**Problems to work on**
1) According to the passage on the architecture of modular organisms, which model predicted the morphology, distribution, and abundance of bryozoans better under most conditions tested?
2) Resume the passage on the architecture of modular organisms from the point where it ends.

**Text under study**
In overview, the branching pattern of modular organisms, and especially those that are clonal, has generally been interpreted in the context of foraging for energy and nutrients. Most of the research has been done with plants because of their morphological diversity and accessibility and increasingly has involved complex modeling and computation (e.g., Wong et al. 2011; Campillo and Champagnat 2012). Architectures, represented in the extreme by guerrilla and phalanx forms, are usually assumed to be adaptive though this assumption has rarely been directly tested and the sparse evidence is mixed. Form could also result to varying degrees from, for example, a search for refuges or defense, and is inherently constrained by the principles of biomechanical design or possibly even shaped by a purely mechanical process akin to ‘self-organized criticality’ (the classic example of criticality is the ‘avalanches in a sand pile’ analogy—see Bak and Paczuski 1995; Sanchez et al. 2004).
The architecture of sessile marine animals (Jackson 1979; McKinney and Jackson 1989) and seaweeds (Koehl 1986; Martone et al. 2012), particularly those in the intertidal zone, has been interpreted relatively less with regard to optimal nutrient acquisition and more in terms of resistance to hydrodynamic forces, substrate stability and characteristics, boring organisms and predators, and promotion of juvenile recruitment. However, comparison of a food acquisition model with a space limitation model has shown the former to predict better than the latter the morphology, distribution, and abundance of bryozoans under most conditions tested (Okamura et al. 2001).

**Material provided**
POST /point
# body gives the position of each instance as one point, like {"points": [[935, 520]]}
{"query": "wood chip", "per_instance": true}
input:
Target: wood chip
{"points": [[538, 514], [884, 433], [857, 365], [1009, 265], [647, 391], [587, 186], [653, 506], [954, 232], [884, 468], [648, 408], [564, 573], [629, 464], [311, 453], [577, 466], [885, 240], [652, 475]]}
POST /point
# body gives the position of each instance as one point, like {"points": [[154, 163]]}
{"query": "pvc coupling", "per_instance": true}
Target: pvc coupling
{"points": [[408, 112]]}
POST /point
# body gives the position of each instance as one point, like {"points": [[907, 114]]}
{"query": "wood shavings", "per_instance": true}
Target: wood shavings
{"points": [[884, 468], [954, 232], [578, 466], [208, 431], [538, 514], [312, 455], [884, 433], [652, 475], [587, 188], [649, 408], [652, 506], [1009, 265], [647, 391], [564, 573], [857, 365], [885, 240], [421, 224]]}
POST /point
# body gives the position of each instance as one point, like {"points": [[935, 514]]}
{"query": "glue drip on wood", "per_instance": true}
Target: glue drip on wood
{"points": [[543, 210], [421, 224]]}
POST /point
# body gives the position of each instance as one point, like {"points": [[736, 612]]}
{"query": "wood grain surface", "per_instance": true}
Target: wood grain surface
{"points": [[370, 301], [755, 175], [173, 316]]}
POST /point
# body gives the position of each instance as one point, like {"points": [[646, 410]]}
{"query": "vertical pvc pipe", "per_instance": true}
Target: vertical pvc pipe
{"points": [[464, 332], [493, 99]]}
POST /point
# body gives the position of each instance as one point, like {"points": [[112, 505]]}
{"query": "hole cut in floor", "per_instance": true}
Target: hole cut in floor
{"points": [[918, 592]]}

**Task-by-task results**
1) The food acquisition model predicted them better than the space limitation model.

2)
The shape of plants must also be a compromise to multiple demands, of which light interception is only one, though admittedly an important one. Trees, because of their size, have to withstand strong winds, translocate fluids in a long plumbing system, disperse seeds, and in some climates shed snow loads, as well as display leaves efficiently for light interception and gaseous exchange (see Chaps. 4 and 7 and Koch et al. 2004, 2015).
Many influences are covariant and correlations may be direct or inverse. For example, adaptations for shade tolerance may conflict with those for drought tolerance (Valladares and Niinemets 2008) and functions such as mechanical stability and translocation efficiency impose engineering constraints (Niklas 1994a; Vogel 2003; Read and Stokes 2006). To use the words and metaphor of Wright (1932) and Niklas (1994b), the genetic analysis of such complicated adaptations resembles fitness walks over very complex landscapes. These morphological trade-offs by sessile organisms to multiple demands nicely illustrate the point made in Chap. 1 that every phenotype is necessarily a compromise among different and often opposing selection pressures. Traits have no significance in isolation from the whole organism (Dobzhansky 1956). Natural selection acts on the aggregate of what is available; perfection in form or any other attribute is not necessary for reproductive success and indeed cannot be achieved.